═══ Record set
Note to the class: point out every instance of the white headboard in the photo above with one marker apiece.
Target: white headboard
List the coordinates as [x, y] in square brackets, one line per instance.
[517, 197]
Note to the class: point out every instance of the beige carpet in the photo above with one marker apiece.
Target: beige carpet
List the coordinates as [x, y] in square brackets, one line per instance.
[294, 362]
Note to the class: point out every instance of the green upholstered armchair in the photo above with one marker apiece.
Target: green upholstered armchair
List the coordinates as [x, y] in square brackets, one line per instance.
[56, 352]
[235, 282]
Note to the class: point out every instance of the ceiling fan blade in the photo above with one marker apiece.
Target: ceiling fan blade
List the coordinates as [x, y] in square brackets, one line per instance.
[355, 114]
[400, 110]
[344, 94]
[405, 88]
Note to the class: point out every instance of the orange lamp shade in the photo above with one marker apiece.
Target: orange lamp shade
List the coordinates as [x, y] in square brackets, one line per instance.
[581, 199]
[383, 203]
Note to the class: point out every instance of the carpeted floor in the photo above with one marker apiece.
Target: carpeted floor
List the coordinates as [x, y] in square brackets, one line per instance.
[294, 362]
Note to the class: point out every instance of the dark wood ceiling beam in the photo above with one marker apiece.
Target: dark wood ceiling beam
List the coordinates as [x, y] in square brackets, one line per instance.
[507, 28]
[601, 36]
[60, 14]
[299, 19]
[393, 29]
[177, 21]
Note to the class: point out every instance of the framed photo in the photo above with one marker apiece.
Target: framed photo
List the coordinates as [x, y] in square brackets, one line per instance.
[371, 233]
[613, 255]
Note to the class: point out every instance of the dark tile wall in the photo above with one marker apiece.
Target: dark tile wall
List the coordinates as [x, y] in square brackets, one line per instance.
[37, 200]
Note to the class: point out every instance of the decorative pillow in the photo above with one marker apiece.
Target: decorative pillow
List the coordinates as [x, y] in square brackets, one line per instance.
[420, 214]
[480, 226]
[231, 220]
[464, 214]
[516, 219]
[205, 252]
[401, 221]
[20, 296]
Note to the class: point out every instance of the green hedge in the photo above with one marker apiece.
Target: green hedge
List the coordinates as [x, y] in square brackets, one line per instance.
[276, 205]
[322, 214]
══════
Exercise goal
Reproduce all of the entries above line for line, with no changes to any line.

Response
Note to the class: point out every instance of the white headboard in the photo above with one marker apiece.
Target: white headboard
List the coordinates as [x, y] in square brackets, one line per instance.
[517, 197]
Note to the class: point out every instance of the beige carpet in the photo above with one marker apiece.
Target: beige carpet
List the coordinates as [x, y] in square brackets, one line per instance.
[294, 362]
Note to the class: point out every instance of the green upholstered armchair in the photo above with one marker apiece.
Target: green upholstered armchair
List the coordinates as [x, y] in square brackets, one line per instance.
[56, 352]
[235, 282]
Note to the class: point out every instance of the ceiling fan blade in the photo above with one marker apiece.
Target: ceiling fan blade
List the coordinates as [x, y] in square brackets, one line per instance.
[355, 114]
[400, 110]
[344, 94]
[405, 88]
Note to the class: point out every instance of the orange lamp shade in the photo above with one marker apiece.
Target: orange lamp shade
List the coordinates as [x, y] in square brackets, one line per instance.
[581, 199]
[383, 203]
Note to the class: point out every instance of the carpeted floor in the photo above with one marker apiece.
Target: carpeted floor
List the coordinates as [x, y] in square brackets, one line per instance.
[294, 362]
Note to the class: point out every instance of the dark wood ceiling beam in the photo above with one marker apiece.
Target: dark wood ceiling beam
List the coordinates as [x, y] in square brackets, one line per instance.
[507, 28]
[601, 36]
[60, 14]
[299, 19]
[393, 29]
[177, 21]
Note to the class: point out every instance of the framed photo in the photo above with one marker apiece.
Target: framed photo
List the coordinates as [x, y] in square brackets, one line per instance.
[371, 233]
[613, 255]
Note to the class: point out every instance of the dark tile wall in the photo above with one marker apiece.
Target: dark tile wall
List the coordinates as [x, y] in square brackets, one line per instance.
[37, 200]
Note to the class: point out every instance of the decorative pillow in the photo above with one marker apiece.
Target: decorative pillow
List the coordinates as [x, y] in square brackets, one line per instance.
[420, 214]
[480, 226]
[231, 220]
[464, 214]
[516, 219]
[205, 252]
[401, 221]
[20, 296]
Note to the class: point out every instance of the green hedge in the photo above with one marker apiece.
Target: green hedge
List the coordinates as [x, y] in square brackets, one line per instance.
[276, 205]
[322, 214]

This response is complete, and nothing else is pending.